▸ Ваше задание:
Представьте в виде таблицы Markdown только тот фрагмент листинга, который открывается строкой, содержащей «Q: Where on this screen is the pickup truck?», и закрывается строкой, содержащей «xmin=31 ymin=295 xmax=80 ymax=309», включая обе эти строки. В столбце «№» поставьте порядковый номер, в столбце «Строка» приведите саму строку, а пустые строки пропустите.

Записи с разметкой областей
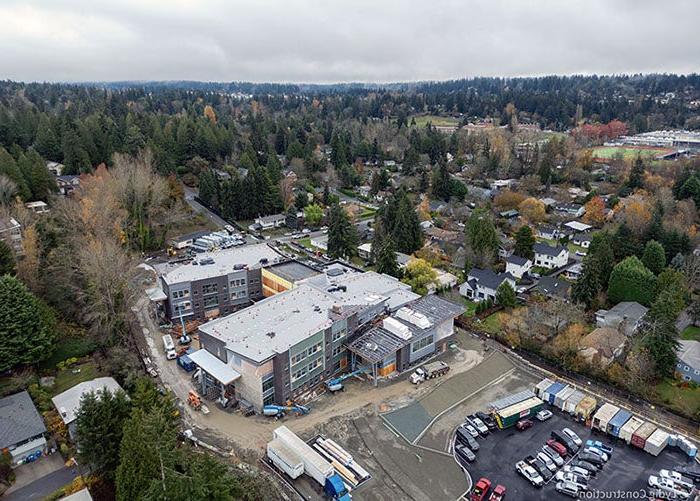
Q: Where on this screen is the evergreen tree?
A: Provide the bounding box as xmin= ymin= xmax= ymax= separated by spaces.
xmin=0 ymin=240 xmax=15 ymax=276
xmin=76 ymin=388 xmax=131 ymax=480
xmin=642 ymin=240 xmax=666 ymax=275
xmin=0 ymin=275 xmax=56 ymax=372
xmin=328 ymin=204 xmax=358 ymax=259
xmin=513 ymin=225 xmax=535 ymax=259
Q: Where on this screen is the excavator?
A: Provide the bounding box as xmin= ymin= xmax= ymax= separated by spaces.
xmin=326 ymin=367 xmax=370 ymax=393
xmin=263 ymin=405 xmax=310 ymax=419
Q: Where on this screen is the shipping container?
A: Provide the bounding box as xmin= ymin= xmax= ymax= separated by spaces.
xmin=607 ymin=409 xmax=632 ymax=437
xmin=574 ymin=395 xmax=598 ymax=421
xmin=619 ymin=416 xmax=644 ymax=444
xmin=554 ymin=386 xmax=576 ymax=410
xmin=496 ymin=397 xmax=544 ymax=429
xmin=591 ymin=402 xmax=620 ymax=433
xmin=630 ymin=423 xmax=656 ymax=449
xmin=489 ymin=390 xmax=535 ymax=411
xmin=267 ymin=438 xmax=304 ymax=479
xmin=535 ymin=379 xmax=554 ymax=398
xmin=272 ymin=426 xmax=335 ymax=486
xmin=644 ymin=428 xmax=668 ymax=456
xmin=542 ymin=382 xmax=567 ymax=405
xmin=562 ymin=390 xmax=586 ymax=415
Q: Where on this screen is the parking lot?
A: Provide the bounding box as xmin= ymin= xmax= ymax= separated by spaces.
xmin=452 ymin=407 xmax=688 ymax=501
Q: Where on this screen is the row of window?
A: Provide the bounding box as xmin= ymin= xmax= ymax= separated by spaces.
xmin=292 ymin=358 xmax=323 ymax=382
xmin=292 ymin=342 xmax=323 ymax=365
xmin=411 ymin=334 xmax=433 ymax=353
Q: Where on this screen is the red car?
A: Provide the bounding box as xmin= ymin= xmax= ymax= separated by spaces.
xmin=547 ymin=438 xmax=566 ymax=458
xmin=469 ymin=477 xmax=491 ymax=501
xmin=515 ymin=419 xmax=534 ymax=431
xmin=489 ymin=485 xmax=506 ymax=501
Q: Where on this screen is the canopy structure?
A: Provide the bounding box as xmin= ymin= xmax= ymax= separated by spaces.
xmin=188 ymin=349 xmax=241 ymax=385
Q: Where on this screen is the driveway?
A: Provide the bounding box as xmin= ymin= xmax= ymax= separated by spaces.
xmin=3 ymin=454 xmax=78 ymax=501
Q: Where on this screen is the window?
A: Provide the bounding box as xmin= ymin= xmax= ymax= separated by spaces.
xmin=204 ymin=296 xmax=219 ymax=308
xmin=411 ymin=334 xmax=433 ymax=353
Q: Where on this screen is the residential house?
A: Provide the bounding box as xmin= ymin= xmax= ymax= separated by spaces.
xmin=255 ymin=214 xmax=287 ymax=230
xmin=0 ymin=217 xmax=22 ymax=254
xmin=0 ymin=391 xmax=46 ymax=465
xmin=506 ymin=255 xmax=532 ymax=280
xmin=534 ymin=242 xmax=569 ymax=270
xmin=51 ymin=377 xmax=122 ymax=439
xmin=56 ymin=175 xmax=80 ymax=197
xmin=579 ymin=327 xmax=627 ymax=368
xmin=530 ymin=276 xmax=571 ymax=301
xmin=459 ymin=268 xmax=515 ymax=302
xmin=595 ymin=301 xmax=649 ymax=336
xmin=676 ymin=339 xmax=700 ymax=383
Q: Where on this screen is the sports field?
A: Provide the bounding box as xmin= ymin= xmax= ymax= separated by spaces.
xmin=593 ymin=146 xmax=674 ymax=160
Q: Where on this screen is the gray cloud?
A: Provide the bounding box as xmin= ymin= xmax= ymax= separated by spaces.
xmin=0 ymin=0 xmax=700 ymax=82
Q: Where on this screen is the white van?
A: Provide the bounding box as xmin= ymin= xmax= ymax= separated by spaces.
xmin=163 ymin=334 xmax=177 ymax=360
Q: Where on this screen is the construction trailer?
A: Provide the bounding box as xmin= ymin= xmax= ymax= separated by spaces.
xmin=591 ymin=402 xmax=620 ymax=433
xmin=494 ymin=397 xmax=544 ymax=429
xmin=644 ymin=428 xmax=669 ymax=456
xmin=618 ymin=416 xmax=644 ymax=444
xmin=630 ymin=422 xmax=656 ymax=449
xmin=606 ymin=409 xmax=632 ymax=437
xmin=561 ymin=390 xmax=586 ymax=415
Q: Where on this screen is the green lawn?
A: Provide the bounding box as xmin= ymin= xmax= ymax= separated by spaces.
xmin=51 ymin=361 xmax=101 ymax=395
xmin=681 ymin=325 xmax=700 ymax=341
xmin=656 ymin=379 xmax=700 ymax=417
xmin=408 ymin=115 xmax=459 ymax=127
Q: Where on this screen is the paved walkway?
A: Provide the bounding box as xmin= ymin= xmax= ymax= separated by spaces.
xmin=382 ymin=352 xmax=513 ymax=443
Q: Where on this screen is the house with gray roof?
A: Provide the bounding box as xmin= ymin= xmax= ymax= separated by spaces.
xmin=595 ymin=301 xmax=649 ymax=336
xmin=676 ymin=339 xmax=700 ymax=383
xmin=0 ymin=391 xmax=46 ymax=465
xmin=459 ymin=268 xmax=515 ymax=302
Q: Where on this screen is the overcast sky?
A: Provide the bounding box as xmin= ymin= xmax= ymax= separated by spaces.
xmin=0 ymin=0 xmax=700 ymax=82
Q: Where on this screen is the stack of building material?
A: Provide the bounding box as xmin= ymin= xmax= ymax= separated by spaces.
xmin=591 ymin=402 xmax=620 ymax=433
xmin=630 ymin=423 xmax=656 ymax=449
xmin=606 ymin=409 xmax=632 ymax=437
xmin=618 ymin=416 xmax=644 ymax=444
xmin=644 ymin=428 xmax=669 ymax=456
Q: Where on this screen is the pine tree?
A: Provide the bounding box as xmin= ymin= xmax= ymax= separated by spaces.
xmin=0 ymin=275 xmax=56 ymax=371
xmin=328 ymin=204 xmax=358 ymax=259
xmin=513 ymin=225 xmax=535 ymax=259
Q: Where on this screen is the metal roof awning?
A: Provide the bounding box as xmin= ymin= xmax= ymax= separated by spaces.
xmin=188 ymin=349 xmax=241 ymax=384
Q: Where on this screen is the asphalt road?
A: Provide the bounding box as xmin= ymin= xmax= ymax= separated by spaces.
xmin=3 ymin=468 xmax=77 ymax=501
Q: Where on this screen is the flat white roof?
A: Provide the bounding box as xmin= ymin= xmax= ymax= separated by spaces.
xmin=156 ymin=243 xmax=282 ymax=285
xmin=187 ymin=349 xmax=241 ymax=384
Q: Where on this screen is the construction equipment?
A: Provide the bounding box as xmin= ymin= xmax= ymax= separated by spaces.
xmin=263 ymin=405 xmax=309 ymax=419
xmin=326 ymin=367 xmax=369 ymax=393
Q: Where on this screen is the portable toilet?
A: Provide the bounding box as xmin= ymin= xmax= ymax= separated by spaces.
xmin=607 ymin=409 xmax=632 ymax=437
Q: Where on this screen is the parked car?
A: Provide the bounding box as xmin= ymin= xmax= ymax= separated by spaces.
xmin=536 ymin=452 xmax=557 ymax=473
xmin=547 ymin=438 xmax=567 ymax=458
xmin=556 ymin=471 xmax=588 ymax=491
xmin=489 ymin=484 xmax=506 ymax=501
xmin=535 ymin=409 xmax=552 ymax=421
xmin=586 ymin=440 xmax=613 ymax=456
xmin=469 ymin=477 xmax=491 ymax=501
xmin=554 ymin=482 xmax=581 ymax=498
xmin=525 ymin=456 xmax=554 ymax=482
xmin=542 ymin=445 xmax=564 ymax=468
xmin=515 ymin=419 xmax=534 ymax=431
xmin=583 ymin=447 xmax=610 ymax=463
xmin=476 ymin=412 xmax=498 ymax=430
xmin=515 ymin=461 xmax=544 ymax=487
xmin=578 ymin=451 xmax=605 ymax=469
xmin=561 ymin=428 xmax=583 ymax=447
xmin=455 ymin=444 xmax=476 ymax=463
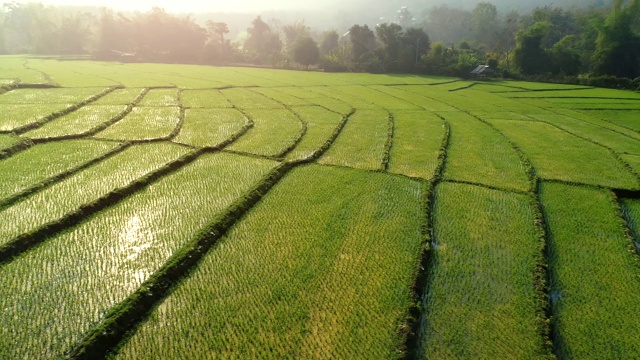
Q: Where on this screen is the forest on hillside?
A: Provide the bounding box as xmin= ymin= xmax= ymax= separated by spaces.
xmin=0 ymin=0 xmax=640 ymax=88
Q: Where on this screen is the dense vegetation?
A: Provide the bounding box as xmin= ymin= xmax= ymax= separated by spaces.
xmin=0 ymin=0 xmax=640 ymax=85
xmin=0 ymin=56 xmax=640 ymax=359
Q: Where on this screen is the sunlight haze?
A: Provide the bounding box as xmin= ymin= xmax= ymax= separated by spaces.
xmin=9 ymin=0 xmax=326 ymax=12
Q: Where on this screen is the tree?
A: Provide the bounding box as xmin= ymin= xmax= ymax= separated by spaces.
xmin=548 ymin=35 xmax=582 ymax=76
xmin=349 ymin=25 xmax=376 ymax=64
xmin=471 ymin=2 xmax=498 ymax=50
xmin=60 ymin=13 xmax=93 ymax=54
xmin=376 ymin=23 xmax=402 ymax=71
xmin=514 ymin=21 xmax=551 ymax=75
xmin=206 ymin=20 xmax=229 ymax=44
xmin=594 ymin=0 xmax=640 ymax=79
xmin=402 ymin=28 xmax=431 ymax=69
xmin=244 ymin=16 xmax=282 ymax=63
xmin=320 ymin=30 xmax=340 ymax=56
xmin=293 ymin=35 xmax=320 ymax=70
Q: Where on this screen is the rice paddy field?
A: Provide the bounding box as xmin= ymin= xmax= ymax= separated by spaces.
xmin=0 ymin=56 xmax=640 ymax=359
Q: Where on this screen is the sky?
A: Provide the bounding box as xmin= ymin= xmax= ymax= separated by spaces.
xmin=16 ymin=0 xmax=327 ymax=13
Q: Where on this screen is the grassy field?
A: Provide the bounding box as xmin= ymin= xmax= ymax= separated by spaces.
xmin=0 ymin=56 xmax=640 ymax=359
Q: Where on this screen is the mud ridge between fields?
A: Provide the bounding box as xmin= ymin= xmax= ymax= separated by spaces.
xmin=66 ymin=111 xmax=355 ymax=359
xmin=399 ymin=118 xmax=451 ymax=360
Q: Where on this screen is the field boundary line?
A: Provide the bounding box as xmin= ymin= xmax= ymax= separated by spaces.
xmin=465 ymin=111 xmax=560 ymax=358
xmin=381 ymin=109 xmax=396 ymax=172
xmin=246 ymin=90 xmax=309 ymax=161
xmin=0 ymin=142 xmax=132 ymax=210
xmin=66 ymin=105 xmax=355 ymax=359
xmin=0 ymin=139 xmax=35 ymax=160
xmin=520 ymin=111 xmax=640 ymax=189
xmin=399 ymin=114 xmax=451 ymax=360
xmin=0 ymin=109 xmax=253 ymax=266
xmin=609 ymin=191 xmax=640 ymax=260
xmin=525 ymin=99 xmax=640 ymax=143
xmin=0 ymin=148 xmax=207 ymax=265
xmin=32 ymin=88 xmax=150 ymax=144
xmin=442 ymin=178 xmax=530 ymax=195
xmin=11 ymin=86 xmax=122 ymax=135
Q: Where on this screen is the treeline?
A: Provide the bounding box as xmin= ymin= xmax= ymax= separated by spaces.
xmin=0 ymin=0 xmax=640 ymax=87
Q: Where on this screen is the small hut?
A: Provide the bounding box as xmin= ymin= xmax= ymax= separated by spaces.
xmin=471 ymin=65 xmax=493 ymax=77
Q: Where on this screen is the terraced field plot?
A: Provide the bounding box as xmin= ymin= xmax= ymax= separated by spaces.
xmin=0 ymin=57 xmax=640 ymax=359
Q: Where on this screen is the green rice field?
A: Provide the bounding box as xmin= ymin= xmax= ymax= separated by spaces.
xmin=0 ymin=56 xmax=640 ymax=360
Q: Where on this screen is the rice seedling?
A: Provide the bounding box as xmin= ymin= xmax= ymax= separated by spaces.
xmin=0 ymin=140 xmax=119 ymax=199
xmin=286 ymin=106 xmax=344 ymax=161
xmin=309 ymin=86 xmax=384 ymax=109
xmin=621 ymin=198 xmax=640 ymax=249
xmin=251 ymin=88 xmax=311 ymax=106
xmin=490 ymin=120 xmax=640 ymax=189
xmin=26 ymin=58 xmax=119 ymax=87
xmin=533 ymin=114 xmax=640 ymax=154
xmin=0 ymin=134 xmax=22 ymax=153
xmin=222 ymin=88 xmax=284 ymax=109
xmin=0 ymin=143 xmax=187 ymax=247
xmin=22 ymin=105 xmax=127 ymax=139
xmin=318 ymin=109 xmax=390 ymax=170
xmin=583 ymin=110 xmax=640 ymax=132
xmin=0 ymin=154 xmax=276 ymax=359
xmin=388 ymin=111 xmax=445 ymax=179
xmin=181 ymin=90 xmax=231 ymax=109
xmin=0 ymin=88 xmax=104 ymax=107
xmin=0 ymin=103 xmax=71 ymax=132
xmin=91 ymin=88 xmax=144 ymax=105
xmin=96 ymin=107 xmax=180 ymax=140
xmin=173 ymin=109 xmax=247 ymax=147
xmin=620 ymin=154 xmax=640 ymax=174
xmin=228 ymin=109 xmax=302 ymax=157
xmin=333 ymin=85 xmax=422 ymax=110
xmin=441 ymin=112 xmax=530 ymax=191
xmin=138 ymin=89 xmax=180 ymax=107
xmin=423 ymin=182 xmax=546 ymax=359
xmin=115 ymin=165 xmax=425 ymax=359
xmin=504 ymin=87 xmax=640 ymax=101
xmin=541 ymin=183 xmax=640 ymax=359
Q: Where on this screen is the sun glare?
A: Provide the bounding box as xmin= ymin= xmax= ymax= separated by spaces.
xmin=11 ymin=0 xmax=308 ymax=12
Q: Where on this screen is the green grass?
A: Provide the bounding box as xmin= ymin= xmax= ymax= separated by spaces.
xmin=0 ymin=134 xmax=22 ymax=153
xmin=533 ymin=114 xmax=640 ymax=154
xmin=584 ymin=110 xmax=640 ymax=132
xmin=286 ymin=106 xmax=343 ymax=160
xmin=91 ymin=88 xmax=142 ymax=105
xmin=0 ymin=143 xmax=187 ymax=245
xmin=116 ymin=165 xmax=425 ymax=359
xmin=22 ymin=105 xmax=127 ymax=139
xmin=620 ymin=155 xmax=640 ymax=174
xmin=173 ymin=108 xmax=247 ymax=147
xmin=423 ymin=182 xmax=545 ymax=359
xmin=388 ymin=111 xmax=445 ymax=179
xmin=0 ymin=154 xmax=276 ymax=359
xmin=441 ymin=112 xmax=530 ymax=191
xmin=504 ymin=87 xmax=640 ymax=98
xmin=252 ymin=88 xmax=311 ymax=106
xmin=490 ymin=120 xmax=640 ymax=189
xmin=0 ymin=88 xmax=104 ymax=107
xmin=0 ymin=103 xmax=71 ymax=131
xmin=0 ymin=140 xmax=119 ymax=199
xmin=621 ymin=199 xmax=640 ymax=252
xmin=181 ymin=90 xmax=231 ymax=109
xmin=319 ymin=109 xmax=389 ymax=170
xmin=138 ymin=89 xmax=180 ymax=107
xmin=222 ymin=88 xmax=284 ymax=109
xmin=96 ymin=107 xmax=180 ymax=140
xmin=229 ymin=109 xmax=302 ymax=156
xmin=541 ymin=183 xmax=640 ymax=359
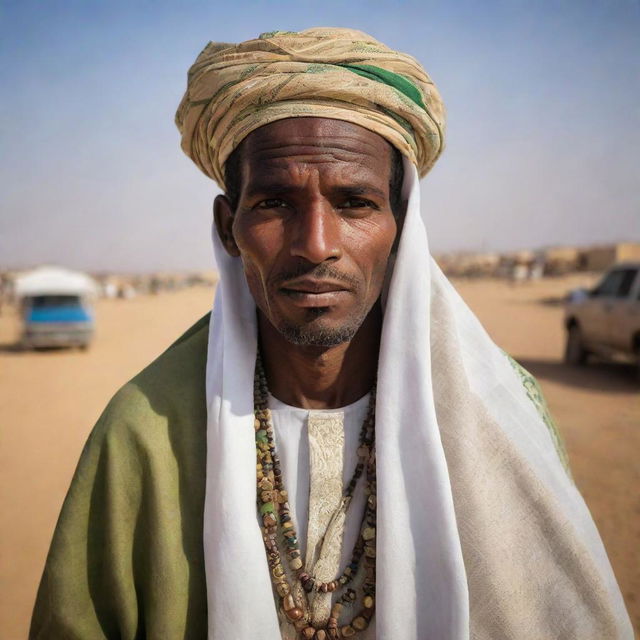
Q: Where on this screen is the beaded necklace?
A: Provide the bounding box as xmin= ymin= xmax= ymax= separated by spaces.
xmin=253 ymin=353 xmax=376 ymax=640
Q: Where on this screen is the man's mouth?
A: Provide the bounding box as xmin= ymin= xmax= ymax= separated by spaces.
xmin=280 ymin=278 xmax=349 ymax=307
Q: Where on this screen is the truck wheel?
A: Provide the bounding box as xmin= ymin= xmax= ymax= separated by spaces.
xmin=564 ymin=324 xmax=589 ymax=366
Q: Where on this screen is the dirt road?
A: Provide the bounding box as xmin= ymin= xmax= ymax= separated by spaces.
xmin=0 ymin=279 xmax=640 ymax=640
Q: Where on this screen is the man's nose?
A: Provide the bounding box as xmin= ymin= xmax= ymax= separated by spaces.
xmin=290 ymin=201 xmax=342 ymax=264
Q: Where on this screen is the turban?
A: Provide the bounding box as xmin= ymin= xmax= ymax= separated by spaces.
xmin=176 ymin=28 xmax=444 ymax=189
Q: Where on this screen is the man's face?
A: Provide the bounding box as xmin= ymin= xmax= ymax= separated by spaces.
xmin=216 ymin=118 xmax=396 ymax=346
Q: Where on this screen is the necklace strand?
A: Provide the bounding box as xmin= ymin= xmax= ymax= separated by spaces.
xmin=254 ymin=354 xmax=376 ymax=640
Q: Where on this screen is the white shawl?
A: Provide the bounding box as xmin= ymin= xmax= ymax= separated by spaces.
xmin=204 ymin=161 xmax=633 ymax=640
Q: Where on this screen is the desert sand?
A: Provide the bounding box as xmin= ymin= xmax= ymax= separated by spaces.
xmin=0 ymin=277 xmax=640 ymax=640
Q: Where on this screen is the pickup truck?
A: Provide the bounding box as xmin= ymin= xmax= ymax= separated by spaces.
xmin=564 ymin=262 xmax=640 ymax=379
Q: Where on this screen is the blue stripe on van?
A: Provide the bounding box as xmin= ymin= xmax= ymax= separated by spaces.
xmin=27 ymin=307 xmax=92 ymax=323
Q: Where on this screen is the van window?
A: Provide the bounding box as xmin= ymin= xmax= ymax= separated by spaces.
xmin=593 ymin=269 xmax=638 ymax=298
xmin=31 ymin=295 xmax=80 ymax=309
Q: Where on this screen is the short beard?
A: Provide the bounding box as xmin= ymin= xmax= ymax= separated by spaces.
xmin=277 ymin=308 xmax=364 ymax=348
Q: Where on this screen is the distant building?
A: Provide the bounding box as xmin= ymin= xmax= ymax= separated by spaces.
xmin=580 ymin=242 xmax=640 ymax=271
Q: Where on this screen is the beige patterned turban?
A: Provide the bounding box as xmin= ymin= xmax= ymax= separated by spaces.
xmin=176 ymin=28 xmax=445 ymax=189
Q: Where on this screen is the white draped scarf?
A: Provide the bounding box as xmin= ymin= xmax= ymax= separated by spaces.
xmin=204 ymin=161 xmax=633 ymax=640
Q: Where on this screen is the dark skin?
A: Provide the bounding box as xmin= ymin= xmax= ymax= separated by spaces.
xmin=214 ymin=118 xmax=397 ymax=409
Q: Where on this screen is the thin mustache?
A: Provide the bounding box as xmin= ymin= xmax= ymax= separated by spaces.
xmin=271 ymin=264 xmax=359 ymax=288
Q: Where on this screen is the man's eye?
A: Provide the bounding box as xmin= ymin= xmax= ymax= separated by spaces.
xmin=256 ymin=198 xmax=287 ymax=209
xmin=338 ymin=198 xmax=378 ymax=209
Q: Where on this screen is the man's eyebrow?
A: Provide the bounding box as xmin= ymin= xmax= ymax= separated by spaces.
xmin=244 ymin=182 xmax=389 ymax=198
xmin=331 ymin=185 xmax=389 ymax=199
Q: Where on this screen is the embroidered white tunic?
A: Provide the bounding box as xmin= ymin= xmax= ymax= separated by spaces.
xmin=269 ymin=395 xmax=375 ymax=640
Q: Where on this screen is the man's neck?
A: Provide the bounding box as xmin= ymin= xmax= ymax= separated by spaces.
xmin=258 ymin=304 xmax=382 ymax=409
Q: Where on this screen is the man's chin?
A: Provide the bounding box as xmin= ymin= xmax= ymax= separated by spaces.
xmin=278 ymin=321 xmax=360 ymax=347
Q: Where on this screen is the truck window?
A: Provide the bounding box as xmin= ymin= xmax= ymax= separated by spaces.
xmin=592 ymin=269 xmax=638 ymax=298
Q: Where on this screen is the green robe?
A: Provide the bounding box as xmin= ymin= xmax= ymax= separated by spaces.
xmin=29 ymin=315 xmax=209 ymax=640
xmin=29 ymin=315 xmax=562 ymax=640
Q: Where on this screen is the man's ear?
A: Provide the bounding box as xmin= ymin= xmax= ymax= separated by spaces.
xmin=213 ymin=195 xmax=240 ymax=258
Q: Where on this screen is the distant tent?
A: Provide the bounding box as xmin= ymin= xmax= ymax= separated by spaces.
xmin=14 ymin=267 xmax=98 ymax=298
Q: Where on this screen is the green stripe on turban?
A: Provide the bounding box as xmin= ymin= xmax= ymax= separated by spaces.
xmin=176 ymin=28 xmax=444 ymax=189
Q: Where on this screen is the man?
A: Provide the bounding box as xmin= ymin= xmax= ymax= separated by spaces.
xmin=31 ymin=29 xmax=632 ymax=640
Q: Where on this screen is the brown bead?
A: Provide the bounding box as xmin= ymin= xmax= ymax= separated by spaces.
xmin=285 ymin=607 xmax=303 ymax=621
xmin=362 ymin=527 xmax=376 ymax=540
xmin=262 ymin=513 xmax=278 ymax=527
xmin=351 ymin=616 xmax=369 ymax=631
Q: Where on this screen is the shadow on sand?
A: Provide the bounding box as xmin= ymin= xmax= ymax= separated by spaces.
xmin=516 ymin=358 xmax=640 ymax=393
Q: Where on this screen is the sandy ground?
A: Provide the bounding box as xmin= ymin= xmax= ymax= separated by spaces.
xmin=0 ymin=278 xmax=640 ymax=640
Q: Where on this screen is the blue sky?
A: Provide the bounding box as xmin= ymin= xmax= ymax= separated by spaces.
xmin=0 ymin=0 xmax=640 ymax=270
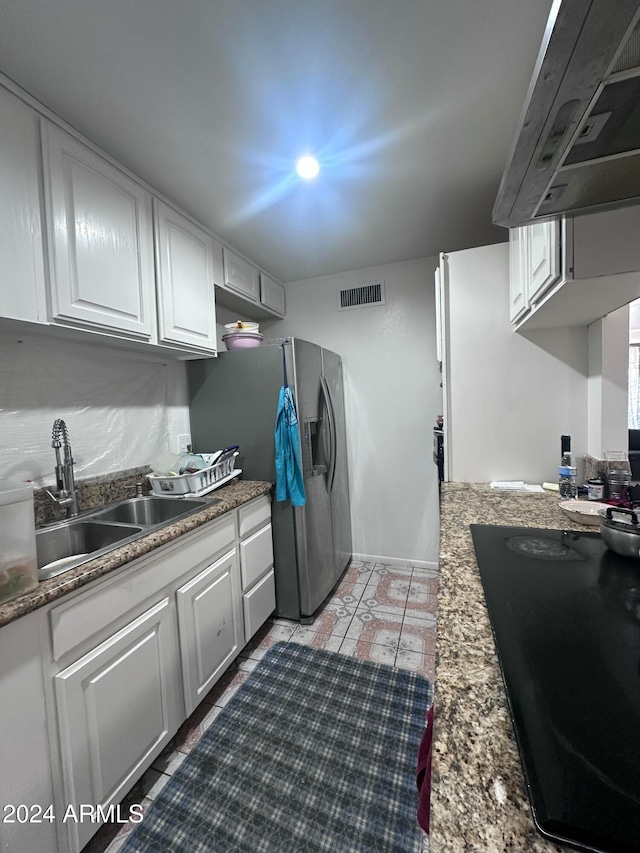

▸ Результат упражнения:
| № | Строка |
|---|---|
| 1 | Q: Where on this screen is the pickup truck? |
| 2 | A: Provide the bounding box as xmin= ymin= xmax= ymax= separated by spaces. |
| 3 | xmin=564 ymin=262 xmax=640 ymax=379 |
| 4 | Q: Where on this screen is the blue stripe on van? |
| 5 | A: Provide the bounding box as xmin= ymin= xmax= ymax= separated by spaces. |
| 6 | xmin=27 ymin=307 xmax=92 ymax=323 |
| 7 | Q: Where on this screen is the van window? |
| 8 | A: Provide the bounding box as xmin= ymin= xmax= ymax= separated by spaces. |
| 9 | xmin=593 ymin=269 xmax=638 ymax=298 |
| 10 | xmin=31 ymin=295 xmax=80 ymax=309 |